» Problem to work on:
Locate each line in the records below that contains the word "player", and copy every such line.

___ Material for this exercise ___

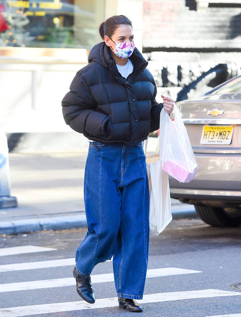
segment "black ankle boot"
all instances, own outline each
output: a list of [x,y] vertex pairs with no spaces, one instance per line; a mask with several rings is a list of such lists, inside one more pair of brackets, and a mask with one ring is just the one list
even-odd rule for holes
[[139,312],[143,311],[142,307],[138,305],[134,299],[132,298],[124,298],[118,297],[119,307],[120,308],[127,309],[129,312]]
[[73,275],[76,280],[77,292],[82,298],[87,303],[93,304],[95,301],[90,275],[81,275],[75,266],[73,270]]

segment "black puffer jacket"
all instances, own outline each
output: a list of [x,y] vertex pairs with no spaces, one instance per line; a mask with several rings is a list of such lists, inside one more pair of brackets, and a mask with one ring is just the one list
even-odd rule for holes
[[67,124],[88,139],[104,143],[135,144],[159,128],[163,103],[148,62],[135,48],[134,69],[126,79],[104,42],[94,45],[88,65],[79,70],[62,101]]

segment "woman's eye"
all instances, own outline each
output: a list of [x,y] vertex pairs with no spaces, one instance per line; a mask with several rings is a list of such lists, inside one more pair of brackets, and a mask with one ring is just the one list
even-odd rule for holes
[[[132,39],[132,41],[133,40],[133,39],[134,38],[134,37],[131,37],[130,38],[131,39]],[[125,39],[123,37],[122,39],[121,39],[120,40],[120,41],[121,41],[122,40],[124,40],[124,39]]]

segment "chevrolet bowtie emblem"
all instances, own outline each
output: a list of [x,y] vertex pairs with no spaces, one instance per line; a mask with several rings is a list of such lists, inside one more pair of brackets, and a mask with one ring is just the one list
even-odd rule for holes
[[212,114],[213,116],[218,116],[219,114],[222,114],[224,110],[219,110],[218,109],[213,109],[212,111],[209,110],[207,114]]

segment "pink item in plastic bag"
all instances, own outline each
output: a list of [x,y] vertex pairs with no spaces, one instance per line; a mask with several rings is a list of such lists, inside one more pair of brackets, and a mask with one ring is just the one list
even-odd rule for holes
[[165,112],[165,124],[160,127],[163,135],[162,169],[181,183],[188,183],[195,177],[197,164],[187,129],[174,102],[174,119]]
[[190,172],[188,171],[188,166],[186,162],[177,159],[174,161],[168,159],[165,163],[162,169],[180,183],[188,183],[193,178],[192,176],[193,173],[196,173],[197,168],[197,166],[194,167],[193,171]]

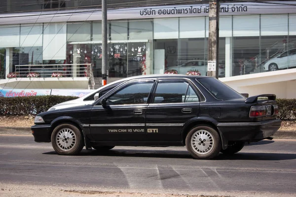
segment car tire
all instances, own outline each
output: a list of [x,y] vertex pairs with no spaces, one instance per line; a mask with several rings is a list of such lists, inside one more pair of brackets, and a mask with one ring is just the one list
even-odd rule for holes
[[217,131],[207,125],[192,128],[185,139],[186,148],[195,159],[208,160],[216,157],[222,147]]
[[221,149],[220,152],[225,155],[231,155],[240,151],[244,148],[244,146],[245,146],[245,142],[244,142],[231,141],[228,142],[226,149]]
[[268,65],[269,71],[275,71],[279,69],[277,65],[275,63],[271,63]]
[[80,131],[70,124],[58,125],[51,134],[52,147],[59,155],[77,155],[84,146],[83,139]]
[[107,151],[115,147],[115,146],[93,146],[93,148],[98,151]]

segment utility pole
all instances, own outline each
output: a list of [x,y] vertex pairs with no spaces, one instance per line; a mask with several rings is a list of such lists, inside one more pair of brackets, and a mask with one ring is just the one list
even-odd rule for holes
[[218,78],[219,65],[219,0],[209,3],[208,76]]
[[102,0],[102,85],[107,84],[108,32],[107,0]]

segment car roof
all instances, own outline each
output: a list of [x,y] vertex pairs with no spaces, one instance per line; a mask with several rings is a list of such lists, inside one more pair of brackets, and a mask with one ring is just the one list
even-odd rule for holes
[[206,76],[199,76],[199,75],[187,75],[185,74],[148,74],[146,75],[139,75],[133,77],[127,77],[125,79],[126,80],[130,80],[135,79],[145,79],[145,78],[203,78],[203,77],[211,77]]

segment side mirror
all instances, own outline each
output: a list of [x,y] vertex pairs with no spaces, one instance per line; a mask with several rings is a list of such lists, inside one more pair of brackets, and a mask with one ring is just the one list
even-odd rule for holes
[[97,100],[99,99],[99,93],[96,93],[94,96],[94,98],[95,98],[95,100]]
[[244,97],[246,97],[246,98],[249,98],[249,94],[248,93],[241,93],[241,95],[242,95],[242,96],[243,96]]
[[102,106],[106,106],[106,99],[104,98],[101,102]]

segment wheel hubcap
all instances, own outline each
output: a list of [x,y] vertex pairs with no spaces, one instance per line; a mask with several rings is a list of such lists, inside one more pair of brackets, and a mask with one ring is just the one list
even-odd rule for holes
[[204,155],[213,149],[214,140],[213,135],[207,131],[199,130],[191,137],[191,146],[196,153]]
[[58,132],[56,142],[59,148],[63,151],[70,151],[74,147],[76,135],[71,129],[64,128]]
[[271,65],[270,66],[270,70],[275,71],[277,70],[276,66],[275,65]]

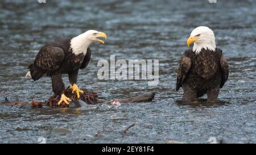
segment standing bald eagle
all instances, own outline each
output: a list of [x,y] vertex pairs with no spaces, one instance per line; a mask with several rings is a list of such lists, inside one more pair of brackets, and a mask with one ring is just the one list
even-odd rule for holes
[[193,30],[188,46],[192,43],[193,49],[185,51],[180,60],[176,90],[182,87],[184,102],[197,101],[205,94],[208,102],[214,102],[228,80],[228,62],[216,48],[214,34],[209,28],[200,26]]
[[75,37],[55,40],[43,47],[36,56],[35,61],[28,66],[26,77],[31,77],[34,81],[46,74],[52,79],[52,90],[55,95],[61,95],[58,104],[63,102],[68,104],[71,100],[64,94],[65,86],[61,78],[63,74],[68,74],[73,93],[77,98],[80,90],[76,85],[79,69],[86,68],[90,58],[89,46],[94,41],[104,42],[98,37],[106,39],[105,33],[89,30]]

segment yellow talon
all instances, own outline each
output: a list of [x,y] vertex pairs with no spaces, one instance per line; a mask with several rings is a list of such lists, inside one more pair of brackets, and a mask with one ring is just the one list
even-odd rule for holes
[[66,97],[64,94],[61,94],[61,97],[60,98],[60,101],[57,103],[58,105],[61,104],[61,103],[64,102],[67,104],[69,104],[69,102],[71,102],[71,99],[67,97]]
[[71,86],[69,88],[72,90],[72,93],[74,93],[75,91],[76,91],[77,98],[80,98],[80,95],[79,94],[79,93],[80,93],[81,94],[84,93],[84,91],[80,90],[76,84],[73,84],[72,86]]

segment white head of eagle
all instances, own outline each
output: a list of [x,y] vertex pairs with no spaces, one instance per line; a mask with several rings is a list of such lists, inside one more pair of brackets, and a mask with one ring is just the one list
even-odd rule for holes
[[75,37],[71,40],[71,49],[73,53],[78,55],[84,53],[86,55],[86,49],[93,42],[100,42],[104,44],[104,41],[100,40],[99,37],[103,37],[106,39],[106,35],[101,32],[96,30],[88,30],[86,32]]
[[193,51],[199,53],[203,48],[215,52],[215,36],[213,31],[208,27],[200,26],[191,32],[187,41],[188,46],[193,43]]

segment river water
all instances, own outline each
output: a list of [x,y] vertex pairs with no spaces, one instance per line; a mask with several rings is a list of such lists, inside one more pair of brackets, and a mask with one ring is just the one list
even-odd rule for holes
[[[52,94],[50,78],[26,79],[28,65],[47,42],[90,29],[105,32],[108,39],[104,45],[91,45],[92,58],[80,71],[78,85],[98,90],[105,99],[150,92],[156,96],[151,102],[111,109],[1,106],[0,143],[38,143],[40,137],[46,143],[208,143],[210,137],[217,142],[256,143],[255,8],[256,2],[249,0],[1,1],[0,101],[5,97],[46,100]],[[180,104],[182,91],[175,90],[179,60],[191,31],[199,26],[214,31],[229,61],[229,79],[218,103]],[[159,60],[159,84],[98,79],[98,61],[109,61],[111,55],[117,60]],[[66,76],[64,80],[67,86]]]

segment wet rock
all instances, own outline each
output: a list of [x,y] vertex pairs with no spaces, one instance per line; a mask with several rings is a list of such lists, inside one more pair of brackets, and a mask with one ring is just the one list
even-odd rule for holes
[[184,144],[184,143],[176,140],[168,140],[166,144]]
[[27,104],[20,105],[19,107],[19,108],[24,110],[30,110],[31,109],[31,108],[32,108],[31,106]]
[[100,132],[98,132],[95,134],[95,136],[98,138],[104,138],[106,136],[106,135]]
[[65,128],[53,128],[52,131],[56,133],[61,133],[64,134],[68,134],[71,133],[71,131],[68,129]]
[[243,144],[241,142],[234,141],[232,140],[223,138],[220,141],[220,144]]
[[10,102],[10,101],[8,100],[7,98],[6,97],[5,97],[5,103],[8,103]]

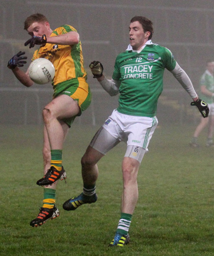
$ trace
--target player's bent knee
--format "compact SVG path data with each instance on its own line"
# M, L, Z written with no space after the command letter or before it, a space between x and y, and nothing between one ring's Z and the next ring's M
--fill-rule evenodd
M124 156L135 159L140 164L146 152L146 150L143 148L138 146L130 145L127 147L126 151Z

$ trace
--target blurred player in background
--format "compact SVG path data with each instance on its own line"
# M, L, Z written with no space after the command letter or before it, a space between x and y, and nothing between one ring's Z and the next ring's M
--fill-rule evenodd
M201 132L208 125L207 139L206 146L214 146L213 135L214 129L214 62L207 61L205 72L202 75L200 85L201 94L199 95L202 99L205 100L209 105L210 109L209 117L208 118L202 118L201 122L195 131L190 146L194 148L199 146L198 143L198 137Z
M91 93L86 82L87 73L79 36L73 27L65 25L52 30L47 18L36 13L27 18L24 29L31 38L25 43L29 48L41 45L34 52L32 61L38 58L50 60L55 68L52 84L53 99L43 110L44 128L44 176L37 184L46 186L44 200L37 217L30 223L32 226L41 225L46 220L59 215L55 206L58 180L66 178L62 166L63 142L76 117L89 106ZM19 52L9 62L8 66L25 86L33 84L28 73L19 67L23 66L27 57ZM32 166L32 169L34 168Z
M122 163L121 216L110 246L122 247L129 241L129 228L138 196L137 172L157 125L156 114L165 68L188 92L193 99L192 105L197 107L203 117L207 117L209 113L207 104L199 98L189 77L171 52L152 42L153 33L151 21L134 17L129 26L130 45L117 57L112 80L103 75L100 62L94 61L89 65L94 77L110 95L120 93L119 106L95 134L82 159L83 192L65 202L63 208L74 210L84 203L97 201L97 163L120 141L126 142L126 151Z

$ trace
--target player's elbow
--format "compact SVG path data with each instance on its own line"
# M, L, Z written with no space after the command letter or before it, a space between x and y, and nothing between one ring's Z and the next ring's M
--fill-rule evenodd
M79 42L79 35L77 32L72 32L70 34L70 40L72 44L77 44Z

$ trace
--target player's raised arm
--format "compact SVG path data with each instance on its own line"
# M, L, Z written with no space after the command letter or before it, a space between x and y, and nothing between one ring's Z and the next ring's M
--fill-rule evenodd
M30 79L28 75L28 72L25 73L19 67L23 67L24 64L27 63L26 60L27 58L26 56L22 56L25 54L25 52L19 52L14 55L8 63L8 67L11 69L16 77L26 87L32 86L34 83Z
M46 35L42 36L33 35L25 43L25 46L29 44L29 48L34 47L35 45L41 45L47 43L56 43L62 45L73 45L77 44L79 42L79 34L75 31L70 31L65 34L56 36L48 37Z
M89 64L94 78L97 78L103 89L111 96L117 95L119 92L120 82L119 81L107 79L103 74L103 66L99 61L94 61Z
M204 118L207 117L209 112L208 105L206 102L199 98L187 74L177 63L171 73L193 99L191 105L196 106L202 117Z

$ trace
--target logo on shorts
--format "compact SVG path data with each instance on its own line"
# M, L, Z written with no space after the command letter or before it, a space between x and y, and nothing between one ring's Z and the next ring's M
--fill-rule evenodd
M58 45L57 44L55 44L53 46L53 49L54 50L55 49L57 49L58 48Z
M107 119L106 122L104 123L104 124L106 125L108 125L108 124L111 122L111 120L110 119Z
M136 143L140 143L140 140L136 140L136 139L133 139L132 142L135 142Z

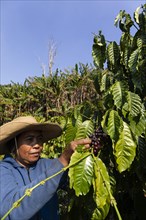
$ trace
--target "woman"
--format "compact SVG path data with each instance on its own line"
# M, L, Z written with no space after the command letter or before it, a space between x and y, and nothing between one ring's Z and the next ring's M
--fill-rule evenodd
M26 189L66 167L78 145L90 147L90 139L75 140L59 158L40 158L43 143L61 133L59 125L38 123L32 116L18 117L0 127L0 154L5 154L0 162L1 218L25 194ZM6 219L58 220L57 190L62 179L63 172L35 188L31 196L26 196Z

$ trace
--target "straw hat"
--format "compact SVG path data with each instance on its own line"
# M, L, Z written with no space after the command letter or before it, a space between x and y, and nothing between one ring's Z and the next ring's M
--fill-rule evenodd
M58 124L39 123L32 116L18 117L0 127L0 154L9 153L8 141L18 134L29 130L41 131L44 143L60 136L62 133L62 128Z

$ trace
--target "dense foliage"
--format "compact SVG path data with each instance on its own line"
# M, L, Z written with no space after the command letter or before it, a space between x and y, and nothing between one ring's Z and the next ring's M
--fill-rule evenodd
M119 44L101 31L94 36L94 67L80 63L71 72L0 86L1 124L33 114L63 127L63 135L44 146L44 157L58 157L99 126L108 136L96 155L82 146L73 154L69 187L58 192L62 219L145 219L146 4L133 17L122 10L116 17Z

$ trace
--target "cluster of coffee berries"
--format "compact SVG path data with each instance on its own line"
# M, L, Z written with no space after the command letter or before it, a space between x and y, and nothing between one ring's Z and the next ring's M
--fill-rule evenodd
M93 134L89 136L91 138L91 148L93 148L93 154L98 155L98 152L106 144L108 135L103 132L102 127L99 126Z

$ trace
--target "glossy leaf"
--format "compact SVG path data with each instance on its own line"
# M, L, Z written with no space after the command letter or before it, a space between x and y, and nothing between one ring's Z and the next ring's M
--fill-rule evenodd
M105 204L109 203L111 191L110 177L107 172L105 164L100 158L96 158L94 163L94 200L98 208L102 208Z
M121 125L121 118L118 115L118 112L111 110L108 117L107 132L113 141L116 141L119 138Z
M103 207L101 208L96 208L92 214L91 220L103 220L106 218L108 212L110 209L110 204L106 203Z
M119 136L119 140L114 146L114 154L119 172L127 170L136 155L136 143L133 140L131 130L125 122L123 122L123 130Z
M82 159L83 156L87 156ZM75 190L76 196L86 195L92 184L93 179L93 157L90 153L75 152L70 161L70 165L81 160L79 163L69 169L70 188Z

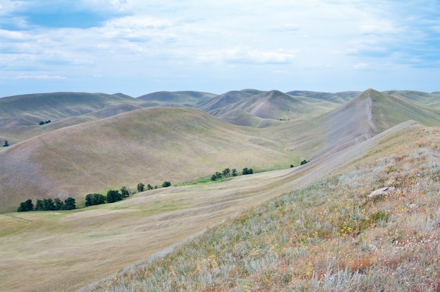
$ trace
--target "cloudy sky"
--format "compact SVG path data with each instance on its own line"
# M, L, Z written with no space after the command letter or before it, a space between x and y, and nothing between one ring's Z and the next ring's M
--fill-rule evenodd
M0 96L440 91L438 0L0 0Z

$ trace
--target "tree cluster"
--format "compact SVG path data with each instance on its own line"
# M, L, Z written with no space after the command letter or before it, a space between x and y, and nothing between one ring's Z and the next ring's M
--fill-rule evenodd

___

» Task answer:
--target player's bent knee
--target blurred player in background
--target player's elbow
--target player's raised arm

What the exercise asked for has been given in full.